+++ Отрывок +++
Текст книги "История моих страданий"
Автор книги: Менахем-Мендель Бейлис
Жанр:
Биографии и мемуары
сообщить о нарушении
Текущая страница: 2 (всего у книги 11 страниц)
Глава V
ИНКВИЗИЦИЯ
Измученный необоснованными оскорблениями, которым я подвергся в Охранке, и обессилевший от долгого похода по городу в сопровождении полицейских, я с трудом добрался до окружного суда. Меня привели в большой зал, где уже находились следователь Фененко, помощник прокурора Карбовский и его помощник Лошкарев.
Они обменивались многозначительными взглядами, как будто исход встречи был им известен заранее. На душе у меня была тяжесть, особенно когда я вспоминал вопросы, которые мне задавал дома Фененко. Их тон был насмешливым.
Обычно, полицейские, которые приводили арестованного к следователю, присутствовали во время допроса. Им не разрешается выпускать заключенного из виду. Здесь я увидел что-то новое: моей охране приказали покинуть помещение. Это увеличило мои опасения. Создалось впечатление, что коварные чиновники задумали какой-то трюк. Но у меня не было выбора. Надежда быстро сменялась отчаянием. Надежду поддерживало знание, что я не виновен; отчаяние было вызвано моим знакомством с российской бюрократией. Вскоре Фененко обратился ко мне:
“Вы знали Андрюшу Ющинского?”
“Нет, – не колеблясь, ответил я. – Я работаю в конторе большой фабрики; я общаюсь с купцами и взрослыми, а не с детьми, особенно уличными. Я уверен, что не смог бы его отличить от любого другого ребенка”.
Помощник прокурора Карбовский, откинувшись на спинку стула и пристально за мной наблюдая, вдруг подался вперед и спросил:
“Говорят, что среди вас, евреев, есть люди, которых называют “цадиким” (благочестивыми людьми). Когда кто-то хочет причинить вред другому человеку, он идет к “цадику” и дает ему “пидьон” (выкуп), и цадик использует силу своего слова, чтобы принести несчастье другим людям”.
+++ Листинг записей +++
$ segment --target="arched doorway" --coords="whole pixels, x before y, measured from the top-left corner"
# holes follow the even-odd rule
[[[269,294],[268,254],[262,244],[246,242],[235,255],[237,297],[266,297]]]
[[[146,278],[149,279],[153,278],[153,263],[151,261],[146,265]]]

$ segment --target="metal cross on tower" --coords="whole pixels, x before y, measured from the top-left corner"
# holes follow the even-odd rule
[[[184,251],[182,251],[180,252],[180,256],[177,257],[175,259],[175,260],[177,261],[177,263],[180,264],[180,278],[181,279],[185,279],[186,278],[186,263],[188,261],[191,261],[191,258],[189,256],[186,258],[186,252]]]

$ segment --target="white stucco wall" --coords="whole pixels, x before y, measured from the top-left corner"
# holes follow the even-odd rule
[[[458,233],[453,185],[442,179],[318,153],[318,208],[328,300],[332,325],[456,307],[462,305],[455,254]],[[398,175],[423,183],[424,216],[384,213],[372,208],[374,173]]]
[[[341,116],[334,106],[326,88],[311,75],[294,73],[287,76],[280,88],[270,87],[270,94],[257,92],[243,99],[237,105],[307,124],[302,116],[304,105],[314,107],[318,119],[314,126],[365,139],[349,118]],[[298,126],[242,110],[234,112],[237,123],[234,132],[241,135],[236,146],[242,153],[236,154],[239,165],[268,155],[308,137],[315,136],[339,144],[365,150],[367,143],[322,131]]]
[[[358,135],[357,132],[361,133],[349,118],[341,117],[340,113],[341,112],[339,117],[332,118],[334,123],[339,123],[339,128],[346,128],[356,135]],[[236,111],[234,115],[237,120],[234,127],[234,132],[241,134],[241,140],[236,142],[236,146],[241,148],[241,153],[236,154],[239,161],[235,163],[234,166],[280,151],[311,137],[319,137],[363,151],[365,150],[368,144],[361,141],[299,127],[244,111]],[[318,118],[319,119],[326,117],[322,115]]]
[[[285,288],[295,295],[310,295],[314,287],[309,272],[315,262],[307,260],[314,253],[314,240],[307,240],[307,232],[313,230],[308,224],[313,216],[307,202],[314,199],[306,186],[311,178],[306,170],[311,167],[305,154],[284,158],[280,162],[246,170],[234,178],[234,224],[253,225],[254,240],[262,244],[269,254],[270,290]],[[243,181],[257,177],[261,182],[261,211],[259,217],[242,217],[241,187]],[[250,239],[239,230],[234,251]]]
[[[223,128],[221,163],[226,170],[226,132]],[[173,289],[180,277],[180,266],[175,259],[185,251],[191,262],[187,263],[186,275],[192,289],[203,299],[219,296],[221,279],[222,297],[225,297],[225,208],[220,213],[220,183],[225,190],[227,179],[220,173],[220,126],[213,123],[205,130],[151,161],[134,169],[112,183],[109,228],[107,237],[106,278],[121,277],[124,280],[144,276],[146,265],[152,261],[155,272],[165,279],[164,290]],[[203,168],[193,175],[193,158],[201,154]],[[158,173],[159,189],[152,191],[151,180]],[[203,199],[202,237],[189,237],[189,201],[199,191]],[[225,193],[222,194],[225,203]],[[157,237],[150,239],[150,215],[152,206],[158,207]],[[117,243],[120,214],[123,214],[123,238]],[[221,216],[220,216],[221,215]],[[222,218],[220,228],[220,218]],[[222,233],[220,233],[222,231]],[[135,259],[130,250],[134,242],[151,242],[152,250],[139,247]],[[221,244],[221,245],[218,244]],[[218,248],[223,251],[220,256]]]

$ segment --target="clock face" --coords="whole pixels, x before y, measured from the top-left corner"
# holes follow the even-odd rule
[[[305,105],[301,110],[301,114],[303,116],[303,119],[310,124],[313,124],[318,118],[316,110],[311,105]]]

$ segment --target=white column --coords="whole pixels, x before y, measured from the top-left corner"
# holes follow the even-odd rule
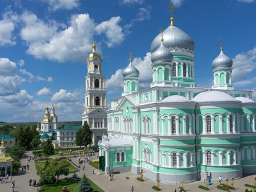
[[[177,167],[181,167],[181,154],[177,154]]]
[[[223,124],[222,116],[219,116],[219,133],[223,133]]]

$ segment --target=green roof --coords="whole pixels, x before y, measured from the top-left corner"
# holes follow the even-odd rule
[[[60,130],[79,130],[83,128],[83,126],[65,126],[61,128],[59,128]]]
[[[13,138],[11,136],[0,134],[0,139],[2,139],[2,138],[3,140],[15,140],[15,138]]]
[[[41,136],[40,137],[40,139],[43,140],[43,139],[50,139],[51,137],[49,136],[48,136],[47,134],[44,134],[43,136]]]

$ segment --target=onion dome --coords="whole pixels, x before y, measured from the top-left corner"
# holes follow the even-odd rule
[[[163,45],[163,39],[161,39],[160,47],[151,54],[152,63],[171,62],[173,60],[173,55]]]
[[[221,91],[204,91],[200,92],[193,98],[193,101],[197,102],[239,102],[233,96]]]
[[[96,45],[95,45],[95,43],[94,42],[94,40],[93,40],[93,52],[89,55],[88,60],[89,60],[89,61],[93,60],[95,58],[98,58],[101,61],[102,61],[101,56],[99,55],[99,53],[97,53],[96,52]]]
[[[181,29],[175,25],[169,26],[165,31],[165,46],[170,49],[179,48],[189,49],[194,51],[195,43],[192,39]],[[151,52],[154,52],[161,45],[161,33],[159,34],[151,43]]]
[[[139,70],[137,70],[132,64],[131,59],[130,59],[130,63],[127,68],[123,71],[123,77],[137,77],[139,76]]]

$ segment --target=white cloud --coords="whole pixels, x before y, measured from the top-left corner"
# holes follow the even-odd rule
[[[61,89],[51,98],[53,102],[73,102],[80,100],[81,91],[75,90],[73,93],[67,92],[65,89]]]
[[[50,96],[51,95],[51,90],[49,88],[44,87],[37,92],[37,96]]]
[[[147,52],[142,59],[140,57],[135,58],[132,62],[133,65],[139,71],[139,86],[149,87],[152,82],[151,53]],[[128,66],[128,64],[127,64]],[[121,90],[123,86],[123,70],[117,70],[109,79],[106,80],[106,88],[115,88]]]
[[[0,76],[14,76],[17,74],[16,64],[7,58],[0,58]]]
[[[182,5],[185,0],[171,0],[171,1],[173,3],[173,5],[176,7],[179,7]]]
[[[29,95],[26,90],[21,90],[15,94],[1,97],[0,100],[2,103],[10,104],[13,106],[23,107],[27,106],[28,104],[32,102],[33,97]]]
[[[41,77],[39,76],[35,76],[32,74],[31,72],[27,71],[25,69],[20,69],[19,72],[21,72],[22,74],[27,74],[29,76],[30,80],[35,80],[35,81],[49,81],[52,82],[53,78],[52,77],[48,77],[47,79]]]
[[[232,81],[233,82],[247,80],[248,76],[256,68],[255,55],[256,47],[245,53],[237,54],[233,59]]]
[[[72,9],[79,5],[79,0],[44,0],[47,1],[50,9]]]
[[[25,11],[21,16],[25,27],[21,31],[21,37],[27,43],[49,41],[57,32],[58,25],[53,21],[49,24],[37,18],[37,15]]]
[[[253,3],[254,2],[254,1],[255,0],[237,0],[237,1],[239,1],[239,2],[248,3]]]
[[[95,31],[99,34],[105,33],[107,47],[111,47],[121,44],[124,41],[124,34],[122,27],[118,25],[121,21],[120,17],[115,17],[109,21],[103,21],[95,27]]]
+++
_Задания:_
- a) Ответьте на вопросы по отрывку о допросе:
(i) Кто уже находился в большом зале окружного суда, когда туда привели рассказчика?
(ii) Что приказали сделать охране рассказчика?
(iii) Где, по словам рассказчика, он работает?
- b) Продолжите отрывок о допросе после последней реплики Карбовского.

_Ответы по порядку:_
- a)
(i) Следователь Фененко, помощник прокурора Карбовский и его помощник Лошкарев.
(ii) Покинуть помещение.
(iii) В конторе большой фабрики.

- b)
Еврейские слова, которые он использовал: цадик, пидьон и подобные им, были записаны у него в записной книжке, и каждый раз, когда он хотел использовать какое-то слово, он в нее заглядывал. Я ответил:
“К сожалению, я ничего не знаю о цадиках, пидьонах и других подобных вещах. Я отдаю всего себя работе и не понимаю, чего вы от меня хотите”.
“А кто Вы? – спросил он, снова заглянув в записную книжку. – Вы хасид или миснагед?” “Я еврей и понятия не имею, в чем разница между хасидом или миснагедом”, – ответил я.
“Что у вас, евреев, называете “афикоман”? На это у меня такой же ответ.
Мне стало казаться, что эти люди несколько неуравновешенны. Чего они добивались? Какое отношение к афикоману имело убийство Ющинского? И почему их занимала разница между хасидом и миснагедом? Мне казалось, что они насмехаются надо мной и некоторыми еврейскими ритуалами.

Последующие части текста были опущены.